- Directive
Print every one of the records below word for word, keeping each line in its original order.

- Extracted information
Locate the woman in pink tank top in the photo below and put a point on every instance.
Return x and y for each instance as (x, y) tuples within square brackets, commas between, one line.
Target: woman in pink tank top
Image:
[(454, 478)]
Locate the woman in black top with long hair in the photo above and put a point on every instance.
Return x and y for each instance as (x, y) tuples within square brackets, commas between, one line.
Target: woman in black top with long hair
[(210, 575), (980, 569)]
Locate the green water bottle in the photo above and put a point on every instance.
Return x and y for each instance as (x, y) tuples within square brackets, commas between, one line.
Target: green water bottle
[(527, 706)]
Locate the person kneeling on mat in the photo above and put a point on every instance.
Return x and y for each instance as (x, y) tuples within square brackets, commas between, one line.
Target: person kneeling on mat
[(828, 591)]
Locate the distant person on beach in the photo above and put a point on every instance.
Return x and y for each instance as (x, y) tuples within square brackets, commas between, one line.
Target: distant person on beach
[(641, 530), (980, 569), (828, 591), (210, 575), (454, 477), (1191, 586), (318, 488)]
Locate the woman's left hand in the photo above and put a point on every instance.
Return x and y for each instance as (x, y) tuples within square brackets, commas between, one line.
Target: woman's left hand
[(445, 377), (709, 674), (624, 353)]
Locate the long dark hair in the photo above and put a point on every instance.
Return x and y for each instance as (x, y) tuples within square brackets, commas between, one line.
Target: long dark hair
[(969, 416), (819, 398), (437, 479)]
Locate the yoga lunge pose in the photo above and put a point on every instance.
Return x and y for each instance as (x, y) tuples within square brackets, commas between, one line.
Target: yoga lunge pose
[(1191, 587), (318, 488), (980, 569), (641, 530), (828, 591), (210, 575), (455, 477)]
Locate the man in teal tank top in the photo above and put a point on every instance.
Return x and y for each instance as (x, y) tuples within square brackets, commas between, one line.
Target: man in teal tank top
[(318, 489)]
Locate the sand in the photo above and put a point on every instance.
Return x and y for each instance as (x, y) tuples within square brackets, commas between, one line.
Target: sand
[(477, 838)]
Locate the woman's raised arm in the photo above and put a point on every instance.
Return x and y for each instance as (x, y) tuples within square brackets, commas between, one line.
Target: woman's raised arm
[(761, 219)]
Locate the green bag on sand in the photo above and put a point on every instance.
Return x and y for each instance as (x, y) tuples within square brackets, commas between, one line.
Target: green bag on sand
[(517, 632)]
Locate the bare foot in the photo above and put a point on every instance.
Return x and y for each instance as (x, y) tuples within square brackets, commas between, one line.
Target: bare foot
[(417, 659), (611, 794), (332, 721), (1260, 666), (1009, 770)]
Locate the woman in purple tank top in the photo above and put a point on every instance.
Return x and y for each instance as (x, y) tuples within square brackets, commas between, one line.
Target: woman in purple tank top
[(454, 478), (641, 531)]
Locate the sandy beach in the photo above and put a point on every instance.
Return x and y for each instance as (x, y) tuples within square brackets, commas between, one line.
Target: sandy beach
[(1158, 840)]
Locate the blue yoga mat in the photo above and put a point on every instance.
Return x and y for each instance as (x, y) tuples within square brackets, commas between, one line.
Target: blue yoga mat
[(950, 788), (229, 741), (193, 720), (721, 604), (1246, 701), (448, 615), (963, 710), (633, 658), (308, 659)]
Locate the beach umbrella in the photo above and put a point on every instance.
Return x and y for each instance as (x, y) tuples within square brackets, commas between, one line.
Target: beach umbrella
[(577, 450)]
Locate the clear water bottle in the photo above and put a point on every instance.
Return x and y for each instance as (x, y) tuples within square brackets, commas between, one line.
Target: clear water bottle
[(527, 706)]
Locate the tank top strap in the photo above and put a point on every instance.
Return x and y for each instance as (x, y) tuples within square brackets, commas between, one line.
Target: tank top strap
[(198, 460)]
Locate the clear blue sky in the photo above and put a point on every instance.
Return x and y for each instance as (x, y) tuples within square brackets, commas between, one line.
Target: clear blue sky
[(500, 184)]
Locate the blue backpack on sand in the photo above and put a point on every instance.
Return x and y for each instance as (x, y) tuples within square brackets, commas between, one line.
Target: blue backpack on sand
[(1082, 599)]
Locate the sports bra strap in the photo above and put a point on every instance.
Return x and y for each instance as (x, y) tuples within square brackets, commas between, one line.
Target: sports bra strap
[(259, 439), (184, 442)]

- Output of the task
Locate the woman in pink tank top in the photo below and put a point on every instance.
Return x and y for each instance as (x, y) tuples within square brackets, commas between, one line.
Target: woman in pink tank top
Image:
[(454, 478)]
Locate the woman in black top with long hair in the photo above and put a point on every instance.
Return x and y for each instance as (x, y) tuples within square brackets, commas between, one line.
Target: woman in black top with long hair
[(210, 575), (980, 569)]
Locate the green water bottle in the photo above and put a point on every instance.
Return x and y for each instance as (x, y) tuples within square brackets, commas between, one line.
Target: green water bottle
[(527, 706)]
Locate the person kneeling on mat in the photo above and put a point on every instance.
Return x and y for each instance as (x, y) tuples within square brackets, commas between, one line.
Target: person kneeling on mat
[(828, 591)]
Locate the distant person on beach in the photo above and put a point on every instance.
Return x and y for each instance as (x, y) tuples within square brackets, commas between, one line.
Target: distant person on beach
[(641, 530), (980, 569), (828, 591), (210, 575), (454, 477), (1191, 586), (318, 488)]
Locate the woman's left hand in the photo above and put a point on every instance.
Return x and y for each instance as (x, y) tuples within square brackets, commas between, one line.
Target: woman's left hand
[(445, 377), (709, 674), (624, 353)]
Locate the long dark hair in the photo above and put a point on every instance.
Return x and y for each instance as (x, y) tuples within square brackets, commas between, one line.
Target: long dark hair
[(969, 416), (819, 398), (437, 479)]
Locate the yoga lunge pose in the photo above and put a point on every instance.
Return x and y for each instance as (x, y) tuples within square brackets, commas between, one line.
Target: yoga lunge pose
[(1191, 587), (318, 488), (980, 569), (641, 530), (828, 591), (210, 575), (455, 477)]
Locate the man in teal tank top in the photo above and put a point on every instance.
Return x and y for each instance as (x, y) tuples within square brackets, commas between, one line.
Target: man in teal tank top
[(318, 489)]
Locate the sand in the photo above and put a point on every instance.
Return x and y for each instance as (x, y) tuples within square brackets, commas between, one line.
Target: sand
[(477, 838)]
Locate the woman's raised arm in the photo above and put a point on every instance.
Return x and y for each instance as (x, y) tuples within square brackets, commas between, one line.
Target: woman's raised arm
[(761, 219)]
Locate the green bag on sand in the photo above and put a point on every instance.
Return x and y for each instance as (x, y) tuples within square brackets, commas between, one line.
Target: green bag on sand
[(517, 632)]
Locate the bare foot in the photo above and put a point on every instance.
Return x and y for each instance as (x, y) tuples within square brackets, commas between, one line.
Target: bare foot
[(417, 659), (611, 794), (332, 721), (1260, 666), (1009, 770)]
Locate the woman in purple tank top in the photo above and put a point on every instance.
Return x and y for each instance as (x, y) tuples within square brackets, commas between, one line.
Target: woman in purple tank top
[(454, 478), (641, 531)]
Locate the sandy beach in the photo above and put a point on every instance.
Return x and y for each instance as (x, y) tuples within square brackets, commas between, one line.
Target: sandy beach
[(1158, 840)]
Locate the blue yoga mat in the photo above and put a point on every instance.
Return x and y for each instance as (x, y) tuples within square brackets, commas between, one line.
Target: blue yoga mat
[(950, 788), (229, 741), (193, 720), (721, 604), (1246, 701), (448, 615), (963, 710), (633, 658), (308, 659)]
Locate the beach umbrella in the photo above and put a point on every instance.
Return x and y for each instance as (x, y) tuples within square brackets, commas between, one line.
Target: beach umbrella
[(577, 450)]
Locate the clear water bottle in the photo above and put a point on every instance.
Return x and y for each instance as (x, y) tuples within square brackets, commas between, one line.
Target: clear water bottle
[(527, 706)]
Locate the tank top strap in the photo above and put a point on every instance.
Return x and y for each instance as (x, y) tuples within square brackets, commas between, one line.
Target: tank top strap
[(198, 460)]
Locate the clear blue sky in the photo above and put a point on every instance.
Return x and y for each instance as (x, y) tuples within square brackets, commas between, one line.
Target: clear blue sky
[(500, 184)]
Locate the blue backpack on sand in the photo above and put a point on every instance.
Return x and y for each instance as (x, y) tuples within square brackets, commas between, one line.
Target: blue backpack on sand
[(1082, 599)]
Locate the sports bra strap in the photo above and put a point on every instance.
Return x and y for each instance as (x, y) tuples within square brackets, commas between, one line.
Target: sports bra strap
[(259, 439), (184, 442)]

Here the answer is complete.